> Exercise goal:
Copy the stretch of the article on the Biden aide's COVID remark from "The book by" through "in the U.S.", swapping "advance copy" for "early copy".

COVID was 'best thing ever' for Biden's campaign, aide admits

 

President Joe Biden looks down at his notes during a meeting to discuss the reopening of schools with the Director of the Centers for Disease Control and Prevention Dr. Rochelle Walensky Tuesday, Feb. 9, 2021, in the Oval Office of the White House. (Official White House photo by Adam Schultz)

The COVID-19 pandemic that hit America just as the 2020 presidential election campaign got underway was the “best thing” ever to happen to Joe Biden’s third effort to become president, according to one of his aides.

It’s true that that President Trump had led the nation to unrivaled economic heights, new influence around the world, a restored security and more, and Democrats during the campaign essentially depended on one single issue – the Wuhan virus – to attack him. Individual Democrats even blamed Trump personally for the deaths of the out-of-control worldwide pandemic.

It was Washington powerbroker Anita Dunn who said, “COVID is the best thing that ever happened to him [Biden],” according to a report in the Guardian about a new book, “Lucky: How Joe Biden Barely Won the Presidency.”

The book by Jonathan Allen and Amie Parnes is out soon, and the Guardian obtained an advance copy.

“It was, the authors add, a necessarily private comment that ‘campaign officials believed but would never say in public’ as the U.S. reeled from the impact of the pandemic amid hospitals stretched to breaking and with deaths mounting and the economy falling off a cliff,” the Guardian reported.

The remark by Dunn was made to “an associate,” the report said.

So far, there have been hundreds of millions of COVID-19 cases around the globe, and some 2.5 million deaths, including the 500,000 plus deaths in the U.S.

The report said Allen and Parnes, of NBC News and The Hill, previously collaborated on a book about Hillary Clinton’s second failed White House run, in 2016.

> Available data:
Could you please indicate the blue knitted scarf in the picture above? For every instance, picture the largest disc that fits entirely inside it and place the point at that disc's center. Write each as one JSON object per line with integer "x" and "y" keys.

> Exercise result:
The book by Jonathan Allen and Amie Parnes is out soon, and the Guardian obtained an early copy.

“It was, the authors add, a necessarily private comment that ‘campaign officials believed but would never say in public’ as the U.S. reeled from the impact of the pandemic amid hospitals stretched to breaking and with deaths mounting and the economy falling off a cliff,” the Guardian reported.

The remark by Dunn was made to “an associate,” the report said.

So far, there have been hundreds of millions of COVID-19 cases around the globe, and some 2.5 million deaths, including the 500,000 plus deaths in the U.S.